> [SOURCE DATA]
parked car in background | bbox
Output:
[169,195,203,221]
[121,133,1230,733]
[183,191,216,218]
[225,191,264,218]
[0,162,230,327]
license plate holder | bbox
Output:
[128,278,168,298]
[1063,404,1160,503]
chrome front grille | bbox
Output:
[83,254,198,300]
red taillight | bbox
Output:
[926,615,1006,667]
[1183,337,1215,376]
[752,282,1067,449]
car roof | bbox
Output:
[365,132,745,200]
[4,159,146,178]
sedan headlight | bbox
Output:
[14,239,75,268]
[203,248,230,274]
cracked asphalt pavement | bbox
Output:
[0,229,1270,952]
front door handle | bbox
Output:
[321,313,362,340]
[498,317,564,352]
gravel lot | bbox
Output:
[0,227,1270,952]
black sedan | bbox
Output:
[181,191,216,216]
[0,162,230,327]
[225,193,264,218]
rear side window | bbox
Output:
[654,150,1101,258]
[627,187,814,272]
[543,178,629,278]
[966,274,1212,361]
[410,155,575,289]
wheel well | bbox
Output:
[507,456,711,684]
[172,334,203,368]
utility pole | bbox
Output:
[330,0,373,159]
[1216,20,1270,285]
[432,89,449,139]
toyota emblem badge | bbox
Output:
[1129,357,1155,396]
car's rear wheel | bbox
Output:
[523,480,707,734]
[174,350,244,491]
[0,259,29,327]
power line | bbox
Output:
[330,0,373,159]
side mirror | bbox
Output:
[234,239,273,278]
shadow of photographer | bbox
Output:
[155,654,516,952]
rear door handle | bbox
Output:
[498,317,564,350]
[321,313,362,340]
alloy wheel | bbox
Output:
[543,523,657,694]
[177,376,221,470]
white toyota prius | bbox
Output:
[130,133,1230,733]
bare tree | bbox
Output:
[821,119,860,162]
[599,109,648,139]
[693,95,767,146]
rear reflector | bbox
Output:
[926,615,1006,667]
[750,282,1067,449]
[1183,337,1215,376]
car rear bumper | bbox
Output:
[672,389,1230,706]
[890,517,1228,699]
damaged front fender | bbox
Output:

> [GIVEN INSTRUCTION]
Turn every line of the entries above into a numbered list, leaving out any blank lines.

> [THE COMPLETED TASK]
1. parked car in background | bbox
2. Output:
3. [169,195,203,221]
4. [121,133,1230,733]
5. [183,191,216,218]
6. [225,191,264,218]
7. [0,162,230,327]
8. license plate holder | bbox
9. Output:
10. [128,278,168,298]
11. [1063,404,1160,503]
12. chrome front grille | bbox
13. Output:
14. [83,254,198,300]
15. red taillight | bbox
16. Output:
17. [926,615,1006,667]
18. [1183,337,1215,376]
19. [752,282,1067,449]
20. car roof | bbox
21. Output:
22. [365,132,745,200]
23. [4,159,146,178]
24. sedan headlight | bbox
25. Output:
26. [14,239,75,268]
27. [203,248,230,274]
28. cracked asphalt pavement | bbox
29. Output:
30. [0,229,1270,952]
31. front door handle | bbox
32. Output:
33. [321,313,362,340]
34. [498,317,564,352]
35. gravel lot | bbox
36. Output:
37. [0,227,1270,952]
38. black sedan | bbox
39. Output:
40. [181,191,216,216]
41. [0,162,230,327]
42. [225,193,264,218]
43. rear side window | bbox
44. Output:
45. [654,150,1101,258]
46. [627,187,814,272]
47. [543,178,629,278]
48. [966,274,1212,361]
49. [410,155,575,289]
50. wheel well | bbox
51. Output:
52. [507,456,711,684]
53. [172,334,203,368]
54. utility pole | bbox
55. Output:
56. [330,0,373,159]
57. [1216,20,1270,285]
58. [432,89,449,139]
59. toyota emblem badge | bbox
60. Output:
61. [1129,357,1155,396]
62. car's rear wheel | bbox
63. Output:
64. [523,480,707,734]
65. [174,350,244,491]
66. [0,259,29,327]
67. power line | bbox
68. Output:
69. [330,0,373,159]
70. side mirror | bbox
71. Output:
72. [234,239,273,278]
73. shadow of photographer | bbox
74. Output:
75. [155,654,516,952]
76. rear door handle | bbox
77. Output:
78. [498,317,564,350]
79. [321,313,362,340]
80. alloy wheel | bbox
81. Output:
82. [543,523,657,694]
83. [177,376,221,470]
84. white toyota prius | bbox
85. Output:
86. [130,133,1230,733]
87. bare tree | bbox
88. Output:
89. [821,119,860,162]
90. [599,109,648,139]
91. [693,95,767,146]
92. rear reflector | bbox
93. Output:
94. [926,615,1006,667]
95. [750,282,1067,449]
96. [1183,337,1215,376]
97. car rear bumper | bbox
98. Output:
99. [672,389,1230,706]
100. [890,517,1228,699]
101. damaged front fender | bbox
102. Output:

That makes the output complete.